**PAGE EXCERPT**
Example Docker Command

docker run -i --rm \
	-u "${UID}" \
	--mount "type=bind,source=/ne_data/config/ne-mapping.json,target=/ne/mapping.json" \
	--mount "type=bind,source=/tmp,target=/ne/temp" \
	-e "DB_HOST=localhost" \
	-e "DB_PORT=5432" \
	-e "DB_NAME=ne_data" \
	-e "DB_USER=postgres" \
	-e "DB_PW=postgres" \
	-e "NE_MAPPING=/ne/mapping.json" \
	-e "TEMP_DATA_DIR=/ne/temp" \
	"tegola-osm:latest" \
	bash -c "ne_import.sh"

scripts/osm_land_import.sh

Imports the OSM land polygons data into the specified database. The import process will drop and recreate existing tables. Also, you will want to write to the same DB as the main OSM data if you are using the sample tegola-osm.toml config.

Note: If you are looking for the old osm_land.sh script it can be found in scripts/deprecated/.

**WORK TO COMPLETE**
1) Rewrite the entries from the line with "For the evaluation set, indicate each instance of the green" through the last entry, changing every "tractor" to "harvester" and keeping everything else unchanged. Leave out the picture placeholders.
2) Continue the tegola-osm import documentation excerpt after its last sentence.
The page excerpt and the entries were taken from unrelated sources.

(Data records)
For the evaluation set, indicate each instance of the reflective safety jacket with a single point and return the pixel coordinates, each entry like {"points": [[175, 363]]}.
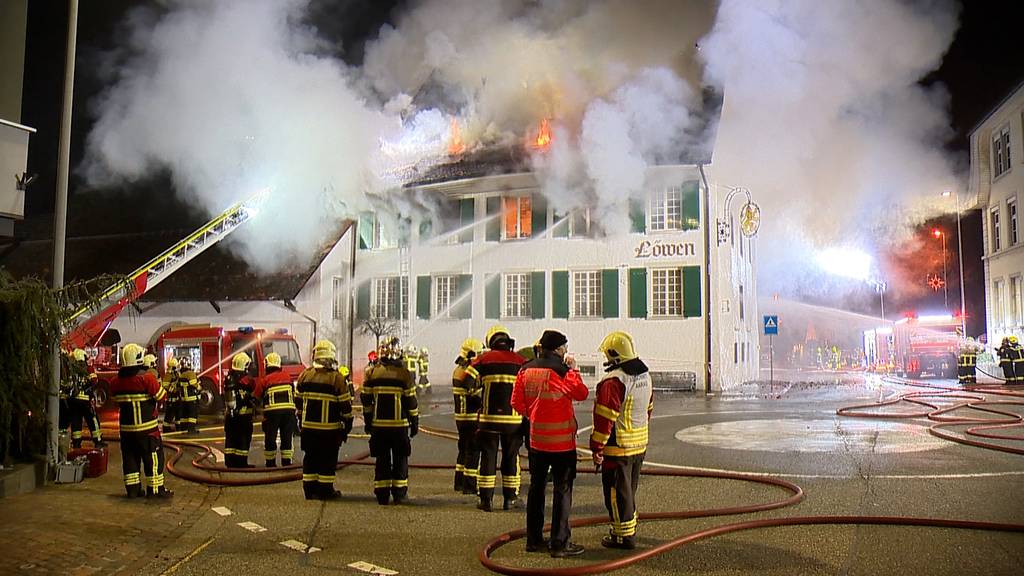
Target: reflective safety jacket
{"points": [[188, 385], [493, 374], [544, 393], [137, 393], [467, 403], [323, 397], [276, 393], [622, 411], [388, 397]]}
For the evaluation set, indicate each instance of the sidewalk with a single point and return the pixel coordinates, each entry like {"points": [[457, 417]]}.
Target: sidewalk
{"points": [[91, 528]]}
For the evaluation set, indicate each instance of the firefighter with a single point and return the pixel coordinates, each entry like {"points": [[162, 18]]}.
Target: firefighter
{"points": [[622, 413], [239, 406], [544, 392], [967, 363], [170, 385], [276, 394], [392, 417], [188, 391], [137, 394], [424, 384], [80, 401], [327, 418], [466, 406], [493, 374]]}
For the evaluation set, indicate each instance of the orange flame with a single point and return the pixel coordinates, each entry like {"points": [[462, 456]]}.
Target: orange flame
{"points": [[456, 146], [543, 139]]}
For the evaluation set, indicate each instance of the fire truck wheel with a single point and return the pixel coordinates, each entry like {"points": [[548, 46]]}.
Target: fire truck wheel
{"points": [[209, 401]]}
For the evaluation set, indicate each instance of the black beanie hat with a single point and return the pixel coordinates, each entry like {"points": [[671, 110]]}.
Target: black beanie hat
{"points": [[551, 339]]}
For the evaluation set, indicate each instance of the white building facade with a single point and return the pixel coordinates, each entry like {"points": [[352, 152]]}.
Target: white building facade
{"points": [[504, 256], [997, 183]]}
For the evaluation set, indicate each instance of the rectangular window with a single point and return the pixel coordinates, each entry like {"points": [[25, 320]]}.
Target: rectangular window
{"points": [[995, 230], [666, 209], [444, 293], [587, 294], [666, 292], [390, 296], [1012, 208], [517, 217], [517, 295], [340, 297]]}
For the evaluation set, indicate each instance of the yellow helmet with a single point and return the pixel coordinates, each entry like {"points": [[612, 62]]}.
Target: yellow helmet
{"points": [[495, 331], [325, 351], [617, 347], [241, 362], [471, 347], [132, 355]]}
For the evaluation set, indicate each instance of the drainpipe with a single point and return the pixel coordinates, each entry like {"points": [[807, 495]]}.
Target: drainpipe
{"points": [[708, 299]]}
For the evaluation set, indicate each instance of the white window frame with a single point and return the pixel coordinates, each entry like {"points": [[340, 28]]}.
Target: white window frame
{"points": [[666, 292], [516, 295], [445, 288], [666, 211], [587, 293]]}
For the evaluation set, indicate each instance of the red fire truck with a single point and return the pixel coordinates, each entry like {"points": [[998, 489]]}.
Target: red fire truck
{"points": [[914, 346], [211, 350]]}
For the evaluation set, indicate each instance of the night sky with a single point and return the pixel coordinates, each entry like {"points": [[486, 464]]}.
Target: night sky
{"points": [[983, 65]]}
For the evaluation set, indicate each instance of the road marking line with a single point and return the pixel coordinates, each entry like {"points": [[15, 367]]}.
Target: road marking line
{"points": [[367, 567], [300, 546], [252, 527], [177, 564]]}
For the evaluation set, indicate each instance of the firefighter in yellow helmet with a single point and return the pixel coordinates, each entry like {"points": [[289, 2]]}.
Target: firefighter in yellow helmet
{"points": [[82, 379], [170, 384], [137, 394], [466, 406], [239, 407], [276, 394], [392, 417], [622, 413], [493, 375], [327, 418]]}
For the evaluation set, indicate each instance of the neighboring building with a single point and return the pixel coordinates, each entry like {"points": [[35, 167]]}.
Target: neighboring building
{"points": [[498, 253], [997, 183]]}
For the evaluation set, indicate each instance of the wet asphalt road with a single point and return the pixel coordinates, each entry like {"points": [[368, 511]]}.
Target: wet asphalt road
{"points": [[845, 466]]}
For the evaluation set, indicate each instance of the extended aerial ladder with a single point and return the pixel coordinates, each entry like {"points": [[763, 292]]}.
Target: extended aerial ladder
{"points": [[88, 328]]}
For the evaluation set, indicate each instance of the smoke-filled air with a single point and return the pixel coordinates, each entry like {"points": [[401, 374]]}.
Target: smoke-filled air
{"points": [[823, 119]]}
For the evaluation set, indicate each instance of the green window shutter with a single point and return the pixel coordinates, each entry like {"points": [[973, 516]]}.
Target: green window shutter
{"points": [[363, 300], [465, 307], [638, 215], [493, 296], [366, 228], [537, 299], [560, 293], [494, 224], [691, 206], [466, 216], [423, 296], [638, 292], [691, 291], [539, 214], [609, 293]]}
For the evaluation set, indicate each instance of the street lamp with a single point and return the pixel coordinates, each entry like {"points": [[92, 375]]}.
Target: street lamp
{"points": [[945, 282], [960, 253]]}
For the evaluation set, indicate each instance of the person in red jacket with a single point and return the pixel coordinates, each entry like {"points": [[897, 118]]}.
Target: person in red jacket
{"points": [[622, 414], [544, 393]]}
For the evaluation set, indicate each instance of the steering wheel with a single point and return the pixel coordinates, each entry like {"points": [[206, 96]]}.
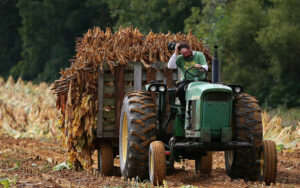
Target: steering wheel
{"points": [[193, 72]]}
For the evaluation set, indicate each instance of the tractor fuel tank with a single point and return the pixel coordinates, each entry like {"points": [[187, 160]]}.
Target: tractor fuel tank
{"points": [[211, 107]]}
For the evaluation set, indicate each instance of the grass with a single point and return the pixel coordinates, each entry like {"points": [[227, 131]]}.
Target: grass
{"points": [[289, 116]]}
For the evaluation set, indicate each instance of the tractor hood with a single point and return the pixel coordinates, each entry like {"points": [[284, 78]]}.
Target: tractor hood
{"points": [[195, 90]]}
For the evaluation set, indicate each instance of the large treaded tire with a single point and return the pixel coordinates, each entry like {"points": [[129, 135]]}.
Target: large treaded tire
{"points": [[247, 127], [137, 131]]}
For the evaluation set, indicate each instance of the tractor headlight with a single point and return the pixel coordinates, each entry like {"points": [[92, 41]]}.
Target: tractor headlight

**RESPONSES TO THE TASKS**
1)
For the evaluation set, indicate each instance of the green window shutter with a single point and return the pixel coordinates, each entry like {"points": [[973, 516]]}.
Target: green window shutter
{"points": [[363, 300], [465, 307], [638, 215], [493, 296], [366, 228], [537, 299], [560, 293], [494, 224], [691, 206], [466, 216], [423, 296], [638, 292], [691, 291], [539, 214], [609, 293]]}
For the evaluation set, indicate each instance of the street lamp with a single point and return the pixel coordinates, each entry like {"points": [[92, 375]]}.
Target: street lamp
{"points": [[945, 282], [960, 253]]}
For the evaluation set, indicate each instance of the person in red jacket with a single point and return the pixel coordinates, each entry like {"points": [[897, 118]]}.
Target: person in red jacket
{"points": [[622, 414], [544, 393]]}
For the evaluation set, indicate each instance of the steering wheel with a single point and return the pixel coordinates, each entry like {"points": [[206, 96]]}.
Target: steering wheel
{"points": [[193, 72]]}
For the evaluation set, indicate each instance of the harvester fuel tank with a single point and return the pixel coordinates, each entry like {"points": [[187, 160]]}.
Target: harvester fuel tank
{"points": [[211, 107]]}
For the evaluation set, indicate each instance of the grass with a single point and return the pixel coordinates, each entry like {"points": [[227, 131]]}.
Target: grass
{"points": [[289, 116]]}
For the evaluation set, indicate each instance of the harvester hood with a single point and return the pixel coordinates, each entry like {"points": [[284, 78]]}.
Target: harvester hood
{"points": [[195, 90]]}
For the evaluation set, indicate each instance of the large treaded tire with a single point and return the pixel coordinates, each entry like {"points": [[129, 135]]}.
Target: large treaded tire
{"points": [[247, 127], [137, 131]]}
For the evaluation set, indicate each instance of the harvester headlight with a single point and return the pixel coordinates, each entry like {"points": [[92, 41]]}.
Target: harvester headlight

2)
Command Args

  • -v Verbose mode

Required Env Vars

  • DB_HOST: PostgreSQL database host name
  • DB_PORT: PostgreSQL database port
  • DB_NAME: PostgreSQL database name
  • DB_USER: PostgreSQL database username
  • DB_PW: PostgreSQL database password
  • OSM_LAND_MAPPING: Full path to the json mapping file we want to use. Eg: /osm/config/osm-land-mapping.json
  • TEMP_DATA_DIR: Full path to the directory where this script will temporarily store data. Script user must have permissions to read/write/delete from this directory. Eg: /tmp

Example Docker Command

docker run -i --rm \
	-u "${UID}" \
	--mount "type=bind,source=/osm_data/config/osm-land-mapping.json,target=/osm/config/osm-land-mapping.json" \
	--mount "type=bind,source=/tmp,target=/osm/temp" \
	-e "DB_HOST=localhost" \
	-e "DB_PORT=5432" \
	-e "DB_NAME=ne_data" \
	-e "DB_USER=postgres" \
	-e "DB_PW=postgres" \
	-e "OSM_LAND_MAPPING=/ne/mapping.json" \
	-e "TEMP_DATA_DIR=/ne/temp" \
	"tegola-osm:latest" \
	bash -c "osm_land_import.sh"

Install SQL helper functions

Execute postgis_helpers.sql against your OSM database. Currently this contains a single utility function for converting building heights from strings to numbers which is important if you want to extrude buildings for the 3d effect.

psql -U tegola -d database-name -a -f postgis_helpers.sql

Setup SQL indexes

Execute postgis_index.sql against your OSM database.

psql -U tegola -d database-name -a -f postgis_index.sql

Launch tegola

./tegola -config=tegola-osm.toml

Open your browser to localhost and the port you configured tegola to run on (i.e. localhost:8080) to see the built in viewer.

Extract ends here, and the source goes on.